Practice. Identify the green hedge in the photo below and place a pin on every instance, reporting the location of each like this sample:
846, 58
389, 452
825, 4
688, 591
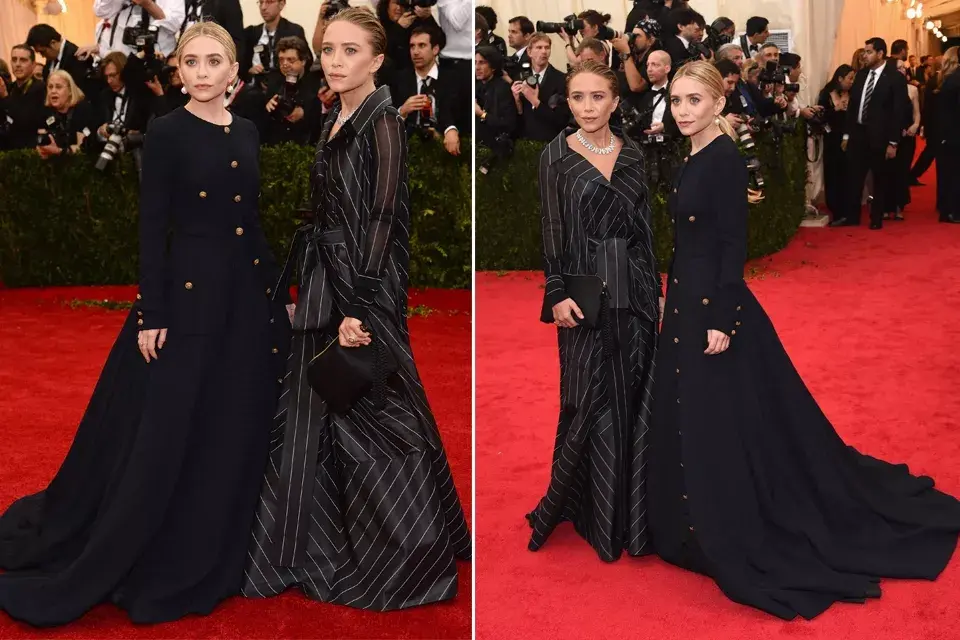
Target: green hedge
508, 206
62, 222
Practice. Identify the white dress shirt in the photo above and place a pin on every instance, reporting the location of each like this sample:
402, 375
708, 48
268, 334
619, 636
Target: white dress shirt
117, 15
456, 20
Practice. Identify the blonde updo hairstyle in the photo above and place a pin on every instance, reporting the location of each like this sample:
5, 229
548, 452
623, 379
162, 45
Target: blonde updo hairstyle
706, 74
208, 30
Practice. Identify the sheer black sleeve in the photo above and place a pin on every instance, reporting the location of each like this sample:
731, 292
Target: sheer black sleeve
158, 162
730, 188
551, 211
387, 173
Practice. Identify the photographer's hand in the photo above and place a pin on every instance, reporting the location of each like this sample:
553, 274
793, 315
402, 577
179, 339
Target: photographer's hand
451, 142
296, 115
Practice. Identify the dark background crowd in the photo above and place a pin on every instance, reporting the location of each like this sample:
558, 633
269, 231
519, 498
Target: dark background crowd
520, 95
59, 97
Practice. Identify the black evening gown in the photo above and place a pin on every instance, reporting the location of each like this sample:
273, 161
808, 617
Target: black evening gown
153, 506
592, 226
749, 482
357, 509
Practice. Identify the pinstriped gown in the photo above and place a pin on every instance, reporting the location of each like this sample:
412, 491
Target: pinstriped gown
595, 227
357, 509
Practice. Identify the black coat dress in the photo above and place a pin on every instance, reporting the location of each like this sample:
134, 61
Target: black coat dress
153, 506
748, 481
592, 226
357, 509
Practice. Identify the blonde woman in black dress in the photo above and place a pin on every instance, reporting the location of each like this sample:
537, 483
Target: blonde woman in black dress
358, 508
748, 481
596, 222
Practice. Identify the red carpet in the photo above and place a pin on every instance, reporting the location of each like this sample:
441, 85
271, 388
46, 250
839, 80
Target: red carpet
50, 357
870, 319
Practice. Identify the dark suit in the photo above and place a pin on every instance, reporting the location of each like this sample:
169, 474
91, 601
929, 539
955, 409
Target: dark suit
449, 94
545, 121
251, 36
868, 141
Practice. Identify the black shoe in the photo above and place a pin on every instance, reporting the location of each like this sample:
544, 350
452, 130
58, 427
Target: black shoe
844, 222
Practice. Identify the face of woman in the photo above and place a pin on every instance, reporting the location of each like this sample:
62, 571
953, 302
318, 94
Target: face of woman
59, 93
206, 69
347, 56
846, 82
592, 101
693, 106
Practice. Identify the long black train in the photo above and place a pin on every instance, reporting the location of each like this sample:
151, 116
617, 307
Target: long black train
357, 509
592, 226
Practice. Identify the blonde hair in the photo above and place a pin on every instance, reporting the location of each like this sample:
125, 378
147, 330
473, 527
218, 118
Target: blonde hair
706, 74
207, 30
76, 95
597, 69
367, 20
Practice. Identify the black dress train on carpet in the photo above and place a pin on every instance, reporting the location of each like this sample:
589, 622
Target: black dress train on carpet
357, 509
749, 482
592, 226
153, 505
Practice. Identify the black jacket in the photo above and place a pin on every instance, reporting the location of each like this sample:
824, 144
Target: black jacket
449, 96
496, 99
883, 122
545, 122
251, 36
23, 110
201, 184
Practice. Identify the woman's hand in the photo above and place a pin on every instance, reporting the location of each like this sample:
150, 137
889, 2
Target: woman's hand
353, 333
149, 341
717, 342
565, 314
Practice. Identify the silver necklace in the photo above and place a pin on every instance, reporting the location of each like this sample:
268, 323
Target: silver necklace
589, 146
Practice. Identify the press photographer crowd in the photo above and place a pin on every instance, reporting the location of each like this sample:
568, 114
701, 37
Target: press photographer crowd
865, 121
97, 98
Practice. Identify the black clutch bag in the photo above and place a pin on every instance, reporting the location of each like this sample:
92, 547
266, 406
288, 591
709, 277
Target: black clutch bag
587, 292
343, 375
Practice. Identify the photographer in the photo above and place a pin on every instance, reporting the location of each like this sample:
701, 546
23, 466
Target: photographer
758, 31
683, 45
122, 20
494, 109
427, 96
292, 104
540, 96
491, 39
259, 52
67, 120
21, 101
126, 108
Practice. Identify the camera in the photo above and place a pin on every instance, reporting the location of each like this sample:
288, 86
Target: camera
286, 98
334, 7
502, 148
410, 5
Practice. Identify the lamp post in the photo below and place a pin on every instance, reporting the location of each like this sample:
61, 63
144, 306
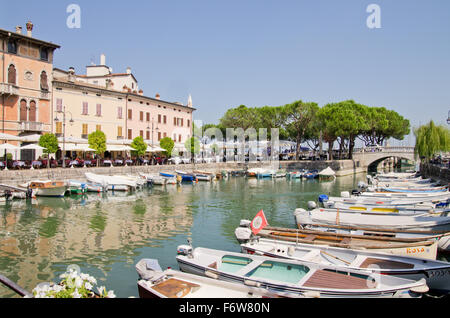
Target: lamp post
63, 112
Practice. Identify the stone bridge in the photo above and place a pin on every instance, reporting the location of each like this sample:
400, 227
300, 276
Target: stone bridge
365, 157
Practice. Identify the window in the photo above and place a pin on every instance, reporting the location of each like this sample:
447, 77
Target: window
44, 54
12, 74
12, 47
23, 110
85, 110
44, 81
32, 111
99, 110
84, 130
58, 127
59, 105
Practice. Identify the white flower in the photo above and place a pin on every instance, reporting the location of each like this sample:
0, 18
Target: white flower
78, 282
75, 294
101, 290
88, 286
111, 294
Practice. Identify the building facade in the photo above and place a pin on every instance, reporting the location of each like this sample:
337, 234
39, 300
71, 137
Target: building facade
26, 82
114, 104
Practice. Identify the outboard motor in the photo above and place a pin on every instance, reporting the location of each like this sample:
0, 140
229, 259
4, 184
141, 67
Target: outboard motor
323, 198
312, 205
302, 217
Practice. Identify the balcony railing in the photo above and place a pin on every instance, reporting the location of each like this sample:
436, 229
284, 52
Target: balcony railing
31, 126
8, 89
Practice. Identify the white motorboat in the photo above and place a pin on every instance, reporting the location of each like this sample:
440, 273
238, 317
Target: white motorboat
436, 273
156, 283
294, 276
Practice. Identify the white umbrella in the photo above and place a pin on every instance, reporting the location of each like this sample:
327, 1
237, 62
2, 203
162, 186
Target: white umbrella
9, 137
8, 147
32, 147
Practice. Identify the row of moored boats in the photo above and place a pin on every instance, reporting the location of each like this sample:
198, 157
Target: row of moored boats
380, 241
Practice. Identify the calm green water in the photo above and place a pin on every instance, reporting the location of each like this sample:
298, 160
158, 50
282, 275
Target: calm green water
106, 235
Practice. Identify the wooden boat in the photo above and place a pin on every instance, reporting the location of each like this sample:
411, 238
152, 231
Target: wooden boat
435, 273
156, 283
295, 276
425, 246
115, 183
361, 219
47, 188
186, 177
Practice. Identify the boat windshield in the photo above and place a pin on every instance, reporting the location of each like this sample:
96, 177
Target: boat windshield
288, 273
232, 264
---
▶ _Goal of the exercise_: All of the data above should be printed again exactly, though none of the pictures belong in the copy.

▶ _Answer for the task_:
Practice. Identify the green hedge in the photo below and place a pin on every instance, reporting the location of each like this sample:
846, 58
389, 452
825, 4
688, 591
Target: green hedge
508, 206
62, 222
Practice. Identify the white dress shirt in the photo above and place a pin on every instance, reporting the location of each like this sample:
402, 375
708, 48
268, 334
619, 636
Target: white dress shirt
117, 15
456, 20
Practice. Identify the blonde updo hairstyle in the photo above and place a pin on every instance, reporting the location of each like this sample:
5, 229
548, 452
623, 379
162, 45
Target: blonde updo hairstyle
706, 74
208, 30
Practice. Identify the sheer black sleeve in the photo above and place a pin on every instance, reporting the location of each like this sample:
731, 292
Target: sheer black sleeve
158, 162
730, 188
551, 211
387, 173
Practice. Identify the photographer's hand in the photo above and place a pin on every instance, reporting the location of each like this sample:
553, 274
793, 315
402, 577
179, 339
Target: photographer's hand
451, 142
296, 115
Practice. Identify the dark background crowd in the photo above and place a pin on every instance, reporting the location of each like this sample:
558, 633
269, 231
519, 498
Target: dark background crowd
520, 95
59, 97
Practice. Identify the black evening gown in the photo above and place a pin on every instance, reporting the location of each like this sample:
273, 161
808, 617
Target: black evening gown
153, 506
592, 226
749, 482
357, 509
Practice. Identify the pinstriped gown in the photo above and place a pin on every instance, reporting the location of each like this sample:
412, 491
Target: pinstriped gown
595, 227
357, 509
Practice. Identify the black coat dress in the photo above and place a pin on every instance, reporting the location of each like this sample:
134, 61
Target: black coat dress
153, 506
748, 481
592, 226
357, 509
Practice. Identify the blonde woman in black dress in the photo above and place a pin on every instance, reporting the location of each like this sample:
537, 483
Target: blonde woman in black dress
358, 508
748, 481
596, 222
Practice. Identify the red carpet in the photo above and place a pin on every instance, reporting the location of each like this sample:
441, 85
271, 388
46, 250
839, 80
Target: red carpet
50, 357
870, 319
Practice. Identify the dark suit in the photo above and place a pin on every instance, reporting the location of each like this sample:
169, 474
91, 601
929, 539
955, 409
Target: dark suit
449, 94
545, 121
251, 36
868, 141
Practice. Identify the black shoe in the photo above and place a pin on every instance, reporting the location of each like this sample:
544, 350
452, 130
58, 427
Target: black shoe
844, 222
Practice. Identify the face of woman in the photo above and place a pin on every instance, reporting the location of each like this sample:
62, 571
953, 302
318, 94
Target: face of woman
59, 93
206, 69
347, 56
846, 82
592, 101
693, 106
Practice. Identify the long black train in the photo above and place a pin on every instance, reporting the location of each like this sample:
151, 116
617, 307
Target: long black train
357, 509
592, 226
Practice. Identify the blonde hair in the photo above and place a pin on every instance, reporting the location of each like this sample:
125, 378
147, 330
473, 527
218, 118
Target: blonde hair
706, 74
207, 30
76, 95
597, 69
367, 20
Practice. Identify the black dress train on carpet in the photo above and place a pin on every instance, reporting the location of each like this sample:
589, 622
Target: black dress train on carpet
357, 509
749, 482
592, 226
153, 505
Practice. Identify the black jacket in the photo above and place a pin on every instance, reporting the location of each like this sample:
824, 144
Target: black jacket
449, 96
496, 99
883, 122
545, 122
251, 36
23, 110
201, 184
Practice. Identify the woman's hand in the photo above and place a pin on every instance, reporting the location of each like this sample:
150, 137
889, 2
Target: woman's hand
353, 333
149, 341
717, 342
565, 314
Practice. Identify the silver necklace in the photo above and place a pin on every instance, reporting the location of each like this sample:
268, 323
Target: silver necklace
589, 146
Practice. Identify the press photographer crowd in the photo above and place a pin on every instance, reporting the location of each like this sample:
568, 114
701, 37
Target: press photographer crowd
865, 121
97, 98
Practice. Identify the black clutch bag in the photo above and place a pin on every instance, reporting the location of each like this sample:
92, 547
266, 406
288, 591
709, 277
Target: black clutch bag
587, 292
343, 375
Practice. Identify the photographer in the photo above and place a pin on every instance, reporting the location of each like this sample:
701, 546
23, 466
Target: photographer
758, 31
683, 45
122, 20
494, 109
427, 96
292, 104
540, 96
491, 39
259, 52
67, 120
21, 101
126, 108
Practice. Identify the camera in the photo above and place a pin on every instance, reporting the location of each like this sample:
288, 86
Target: camera
286, 98
334, 7
502, 148
410, 5
Practice. Identify the lamp post in the photo below and place a pin on every instance, reporting the location of each like this sample:
61, 63
144, 306
Target: lamp post
63, 112
Practice. Identify the stone bridge in the photo above and place a pin on every instance, reporting the location of each like this sample:
400, 227
300, 276
Target: stone bridge
365, 157
Practice. Identify the window in the photo above and place a pin on every instance, reporting the location of each like this sample:
447, 77
Target: window
44, 54
12, 74
12, 47
23, 110
85, 110
44, 81
32, 111
99, 110
84, 130
58, 127
59, 105
Practice. Identify the white flower in the photo above and place a pin on every instance, reporting the location of each like this sample:
0, 18
Target: white flower
78, 282
75, 294
101, 290
88, 286
111, 294
Practice. Identify the building facade in the photo above and place a pin on every instance, reporting the location of each like this sample:
337, 234
39, 300
71, 137
Target: building facade
26, 82
114, 104
Practice. Identify the outboard motor in the photo above and place a pin on every instance, reporting the location of each like this sample:
0, 140
229, 259
4, 184
141, 67
Target: outboard motor
323, 198
312, 205
302, 217
Practice. Identify the balcony railing in the photo above and place a pin on every instance, reporting the location of each like this sample:
436, 229
284, 52
Target: balcony railing
31, 126
8, 89
Practice. Identify the white motorboat in the photo above and place a pin on every instance, reporting the location of each like this sample:
440, 273
238, 317
Target: white motorboat
436, 273
156, 283
294, 276
Practice. Identify the white umbrella in the photo above and place a pin on every instance, reporting the location of each like this sample:
327, 1
237, 62
2, 203
162, 186
Target: white umbrella
9, 137
8, 147
32, 147
Practice. Identify the row of moored boats in the photo above and place a pin on every instance, reporting the location of each like this sample:
198, 157
Target: row of moored boats
380, 241
Practice. Identify the calm green water in the photo above and place a pin on every instance, reporting the location of each like this sample:
298, 160
158, 50
282, 275
Target: calm green water
106, 235
Practice. Identify the wooden boat in the photo above and place a pin on every instance, reporting the location of each like this sample:
411, 238
152, 231
Target: wooden boat
435, 273
156, 283
295, 276
425, 246
115, 183
361, 219
47, 188
186, 177
Practice. Identify the boat windshield in the photo above and place a pin on every instance, reporting the location of each like this sample:
96, 177
Target: boat windshield
288, 273
232, 264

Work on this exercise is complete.